Что нужно сделать
Ответьте, пожалуйста, на вопросы по тексту для чтения:
(a) Какая система стоит на компе и какая на ноутбуке?
(b) На каком устройстве не видно другое устройство?
(c) Какую команду советуют прописать в консоли?

Текст для чтения
# Компьютерные технологии > В помощь системному администратору >  Как настроить прямое локальное подключение

## Dark

Кто знает как получить доступ к компу при прямом локальном подключении копьютер-ноутбук, если на компе стоит виндоус ХР а на ноутбуке Vista? В рабочей группе на компе видит ноутбук? а зходить не заходит. Комп ноутбук видит, а на ноутбуке не видит комп. И не заходит.

----------


## Cygnus

пропиши в консоле - ipconfig /all 
На обоих компах ... 
 и скинь листинг сюда .. глянем как у тебя там сеть настроена ...

Строки
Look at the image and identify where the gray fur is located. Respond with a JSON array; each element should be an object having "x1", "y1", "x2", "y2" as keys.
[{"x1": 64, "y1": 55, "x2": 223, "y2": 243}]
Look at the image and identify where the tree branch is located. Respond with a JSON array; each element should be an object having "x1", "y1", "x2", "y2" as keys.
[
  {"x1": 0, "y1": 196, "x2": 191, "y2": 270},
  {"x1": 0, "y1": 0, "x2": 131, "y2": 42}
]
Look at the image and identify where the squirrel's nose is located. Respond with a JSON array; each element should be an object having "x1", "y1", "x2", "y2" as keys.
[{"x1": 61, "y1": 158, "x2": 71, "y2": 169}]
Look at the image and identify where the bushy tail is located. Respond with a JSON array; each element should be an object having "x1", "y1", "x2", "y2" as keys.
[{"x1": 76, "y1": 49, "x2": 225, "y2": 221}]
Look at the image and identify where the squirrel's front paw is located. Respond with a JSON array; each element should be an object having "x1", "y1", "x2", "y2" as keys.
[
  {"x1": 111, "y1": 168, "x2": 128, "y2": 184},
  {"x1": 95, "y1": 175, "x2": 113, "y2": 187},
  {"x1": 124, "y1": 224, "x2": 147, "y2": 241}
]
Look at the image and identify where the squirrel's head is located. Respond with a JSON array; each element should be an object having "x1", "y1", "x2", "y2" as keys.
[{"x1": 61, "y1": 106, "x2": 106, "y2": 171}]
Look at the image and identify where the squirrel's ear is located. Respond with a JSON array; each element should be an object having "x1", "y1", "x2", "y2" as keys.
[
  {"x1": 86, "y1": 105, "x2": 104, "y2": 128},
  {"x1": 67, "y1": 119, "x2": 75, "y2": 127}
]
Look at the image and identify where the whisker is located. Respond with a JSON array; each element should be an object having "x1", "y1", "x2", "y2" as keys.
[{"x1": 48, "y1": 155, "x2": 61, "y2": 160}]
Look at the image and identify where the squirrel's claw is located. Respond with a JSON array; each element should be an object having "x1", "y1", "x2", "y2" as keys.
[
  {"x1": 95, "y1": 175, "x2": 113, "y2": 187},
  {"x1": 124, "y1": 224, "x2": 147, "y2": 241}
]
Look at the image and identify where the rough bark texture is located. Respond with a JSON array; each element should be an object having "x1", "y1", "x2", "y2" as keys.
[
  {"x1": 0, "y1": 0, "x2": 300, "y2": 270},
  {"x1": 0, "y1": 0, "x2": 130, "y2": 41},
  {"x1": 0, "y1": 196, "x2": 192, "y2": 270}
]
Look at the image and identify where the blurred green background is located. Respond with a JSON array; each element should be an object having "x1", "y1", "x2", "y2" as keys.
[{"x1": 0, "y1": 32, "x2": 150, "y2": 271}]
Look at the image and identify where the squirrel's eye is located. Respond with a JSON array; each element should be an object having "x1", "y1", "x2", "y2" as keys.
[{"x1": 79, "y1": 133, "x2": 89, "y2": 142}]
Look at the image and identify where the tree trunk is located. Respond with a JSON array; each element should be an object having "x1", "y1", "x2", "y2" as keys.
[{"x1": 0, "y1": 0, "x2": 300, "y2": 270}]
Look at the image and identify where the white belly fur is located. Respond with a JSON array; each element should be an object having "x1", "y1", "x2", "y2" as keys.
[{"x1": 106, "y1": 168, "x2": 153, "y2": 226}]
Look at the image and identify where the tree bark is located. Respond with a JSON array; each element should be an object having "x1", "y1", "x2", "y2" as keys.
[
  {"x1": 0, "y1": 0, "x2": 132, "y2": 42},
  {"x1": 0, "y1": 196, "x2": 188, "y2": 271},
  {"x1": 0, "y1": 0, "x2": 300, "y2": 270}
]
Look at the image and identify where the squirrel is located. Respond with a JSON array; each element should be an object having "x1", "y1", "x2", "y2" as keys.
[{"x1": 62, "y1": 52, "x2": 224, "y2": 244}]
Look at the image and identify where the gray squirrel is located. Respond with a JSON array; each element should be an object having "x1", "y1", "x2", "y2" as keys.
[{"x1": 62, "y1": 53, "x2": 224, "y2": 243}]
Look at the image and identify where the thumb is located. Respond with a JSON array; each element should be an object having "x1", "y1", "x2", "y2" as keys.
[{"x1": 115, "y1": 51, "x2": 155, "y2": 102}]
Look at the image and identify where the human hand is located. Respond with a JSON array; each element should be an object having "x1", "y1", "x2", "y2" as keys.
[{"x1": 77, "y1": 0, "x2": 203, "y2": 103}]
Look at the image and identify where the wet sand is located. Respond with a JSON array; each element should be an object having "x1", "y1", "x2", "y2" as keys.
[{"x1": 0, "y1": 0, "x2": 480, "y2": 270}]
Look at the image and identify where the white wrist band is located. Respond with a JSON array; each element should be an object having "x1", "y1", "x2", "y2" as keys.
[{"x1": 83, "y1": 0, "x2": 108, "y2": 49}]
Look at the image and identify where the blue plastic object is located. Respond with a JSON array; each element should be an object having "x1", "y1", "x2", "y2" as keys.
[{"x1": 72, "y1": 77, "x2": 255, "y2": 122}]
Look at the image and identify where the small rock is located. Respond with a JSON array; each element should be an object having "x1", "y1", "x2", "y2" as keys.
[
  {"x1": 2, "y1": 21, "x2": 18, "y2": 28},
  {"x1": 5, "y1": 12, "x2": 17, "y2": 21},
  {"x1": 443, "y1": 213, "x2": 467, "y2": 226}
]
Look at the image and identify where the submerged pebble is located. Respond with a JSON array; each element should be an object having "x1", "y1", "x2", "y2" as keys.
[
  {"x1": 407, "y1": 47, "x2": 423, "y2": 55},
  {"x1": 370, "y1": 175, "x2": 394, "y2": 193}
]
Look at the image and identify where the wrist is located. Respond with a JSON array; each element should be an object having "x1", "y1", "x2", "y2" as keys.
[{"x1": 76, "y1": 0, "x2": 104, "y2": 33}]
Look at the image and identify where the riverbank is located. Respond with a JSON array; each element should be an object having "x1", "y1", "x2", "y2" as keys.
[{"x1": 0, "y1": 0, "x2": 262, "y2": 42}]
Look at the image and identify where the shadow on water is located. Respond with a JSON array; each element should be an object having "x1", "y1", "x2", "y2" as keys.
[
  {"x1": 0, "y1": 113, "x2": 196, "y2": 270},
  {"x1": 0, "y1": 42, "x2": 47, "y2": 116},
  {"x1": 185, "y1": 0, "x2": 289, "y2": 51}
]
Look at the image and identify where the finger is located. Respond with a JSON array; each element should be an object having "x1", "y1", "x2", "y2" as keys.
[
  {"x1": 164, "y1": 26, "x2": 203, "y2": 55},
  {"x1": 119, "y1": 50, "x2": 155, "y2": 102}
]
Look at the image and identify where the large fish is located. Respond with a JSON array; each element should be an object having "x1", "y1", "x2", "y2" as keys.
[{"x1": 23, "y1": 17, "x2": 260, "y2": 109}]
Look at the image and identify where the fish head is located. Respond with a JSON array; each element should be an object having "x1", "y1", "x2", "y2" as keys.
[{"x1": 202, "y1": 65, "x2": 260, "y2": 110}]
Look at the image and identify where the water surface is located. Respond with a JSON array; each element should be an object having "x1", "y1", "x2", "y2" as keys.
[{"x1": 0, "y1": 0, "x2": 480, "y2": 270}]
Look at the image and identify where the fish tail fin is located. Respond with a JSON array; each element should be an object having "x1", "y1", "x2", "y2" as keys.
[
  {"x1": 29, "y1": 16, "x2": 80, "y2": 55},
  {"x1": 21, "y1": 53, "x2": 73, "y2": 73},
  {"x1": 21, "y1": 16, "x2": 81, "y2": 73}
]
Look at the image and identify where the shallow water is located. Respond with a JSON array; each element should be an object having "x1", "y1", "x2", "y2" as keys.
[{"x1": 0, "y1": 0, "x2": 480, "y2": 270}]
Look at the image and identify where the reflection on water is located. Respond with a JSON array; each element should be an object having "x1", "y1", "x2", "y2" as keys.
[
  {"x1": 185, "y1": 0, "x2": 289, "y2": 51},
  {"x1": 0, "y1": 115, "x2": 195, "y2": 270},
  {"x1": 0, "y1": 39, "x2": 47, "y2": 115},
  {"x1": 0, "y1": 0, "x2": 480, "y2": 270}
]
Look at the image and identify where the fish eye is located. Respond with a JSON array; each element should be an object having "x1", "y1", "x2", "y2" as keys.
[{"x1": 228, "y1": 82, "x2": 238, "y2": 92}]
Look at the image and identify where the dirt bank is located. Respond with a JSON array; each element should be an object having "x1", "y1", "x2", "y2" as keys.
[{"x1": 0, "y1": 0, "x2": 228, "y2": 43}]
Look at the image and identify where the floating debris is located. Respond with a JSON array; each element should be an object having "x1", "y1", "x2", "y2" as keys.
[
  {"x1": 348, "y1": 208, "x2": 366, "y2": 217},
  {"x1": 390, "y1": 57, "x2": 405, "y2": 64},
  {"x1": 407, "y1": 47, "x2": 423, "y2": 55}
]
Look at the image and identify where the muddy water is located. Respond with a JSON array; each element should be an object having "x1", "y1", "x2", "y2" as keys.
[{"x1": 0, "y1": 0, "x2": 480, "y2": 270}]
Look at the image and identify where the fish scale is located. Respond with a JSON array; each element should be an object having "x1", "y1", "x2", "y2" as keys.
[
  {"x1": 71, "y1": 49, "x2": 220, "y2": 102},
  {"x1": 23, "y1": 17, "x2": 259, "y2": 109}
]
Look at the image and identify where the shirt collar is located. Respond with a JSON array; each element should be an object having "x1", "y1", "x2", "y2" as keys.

Решение
(a) На компе стоит виндоус ХР, на ноутбуке Vista.
(b) На ноутбуке не видно комп.
(c) ipconfig /all